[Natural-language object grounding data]
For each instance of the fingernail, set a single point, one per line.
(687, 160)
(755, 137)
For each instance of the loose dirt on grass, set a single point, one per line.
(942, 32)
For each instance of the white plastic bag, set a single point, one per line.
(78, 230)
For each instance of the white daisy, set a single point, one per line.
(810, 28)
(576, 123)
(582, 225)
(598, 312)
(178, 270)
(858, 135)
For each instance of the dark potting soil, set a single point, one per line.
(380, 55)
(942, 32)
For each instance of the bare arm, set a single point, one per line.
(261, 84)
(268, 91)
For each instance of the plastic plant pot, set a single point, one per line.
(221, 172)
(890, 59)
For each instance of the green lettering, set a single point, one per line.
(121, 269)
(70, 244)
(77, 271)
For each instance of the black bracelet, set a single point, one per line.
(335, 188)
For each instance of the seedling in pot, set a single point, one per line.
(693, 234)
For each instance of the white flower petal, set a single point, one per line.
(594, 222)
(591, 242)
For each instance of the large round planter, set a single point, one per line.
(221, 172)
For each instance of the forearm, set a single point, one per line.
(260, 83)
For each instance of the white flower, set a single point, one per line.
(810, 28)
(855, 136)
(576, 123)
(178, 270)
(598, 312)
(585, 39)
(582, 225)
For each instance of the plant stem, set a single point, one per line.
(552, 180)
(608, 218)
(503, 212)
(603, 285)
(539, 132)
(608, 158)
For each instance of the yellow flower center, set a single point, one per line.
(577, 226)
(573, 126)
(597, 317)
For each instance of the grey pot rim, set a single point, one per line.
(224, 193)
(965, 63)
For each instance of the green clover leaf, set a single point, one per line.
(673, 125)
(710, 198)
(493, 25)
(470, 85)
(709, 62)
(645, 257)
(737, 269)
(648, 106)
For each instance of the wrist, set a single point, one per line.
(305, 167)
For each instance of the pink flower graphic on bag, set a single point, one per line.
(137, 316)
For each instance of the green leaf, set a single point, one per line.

- PROBLEM TO SOLVE -
Return the records exactly, character for character.

- EXERCISE SOLUTION -
For each instance of the fingernail, set a single point, one per line.
(687, 160)
(755, 137)
For each instance of the loose dirt on grass, set a single point, one per line.
(942, 32)
For each instance of the white plastic bag, set a single point, one per line.
(78, 230)
For each instance of the white daisy, set a single point, one per line.
(810, 28)
(576, 123)
(582, 225)
(598, 312)
(178, 270)
(858, 135)
For each instance of the dark potting soil, set a single point, one per line.
(380, 55)
(942, 32)
For each instance of the bare arm, set a single point, one per line.
(261, 84)
(268, 91)
For each instance of the plastic plant pot, set a single point, one per line.
(221, 172)
(890, 59)
For each instance of the green lettering, set a single point, one per line.
(121, 269)
(70, 244)
(77, 271)
For each instance of the black bracelet, set a single point, one per line.
(335, 188)
For each instance of the seedling in pot, set a single point, one per line.
(693, 234)
For each instance of the white flower petal, set a single point, one per line.
(594, 222)
(591, 242)
For each instance of the large round planter, set a single point, one per line.
(221, 172)
For each instance of the forearm, set a single point, one per line.
(260, 83)
For each instance of the white flower, set a single point, one per line.
(810, 28)
(855, 136)
(576, 123)
(178, 270)
(598, 312)
(585, 39)
(582, 225)
For each instance of the plant stem, set a single point, one per line.
(552, 180)
(608, 218)
(503, 212)
(603, 285)
(539, 132)
(608, 158)
For each instance of the yellow flower center, set a single point, one per line.
(577, 226)
(573, 126)
(597, 317)
For each instance of the grey pot rim, set a single point, one per line.
(224, 193)
(965, 63)
For each instance of the green clover leaf, set a single point, one per line.
(673, 125)
(710, 198)
(493, 25)
(470, 85)
(709, 62)
(645, 257)
(737, 269)
(648, 106)
For each instance of the wrist, set a single point, one per line.
(305, 167)
For each instance of the pink flower graphic on bag, set a single point, one per line.
(137, 316)
For each instance of the green leaf, set a single point, one per line.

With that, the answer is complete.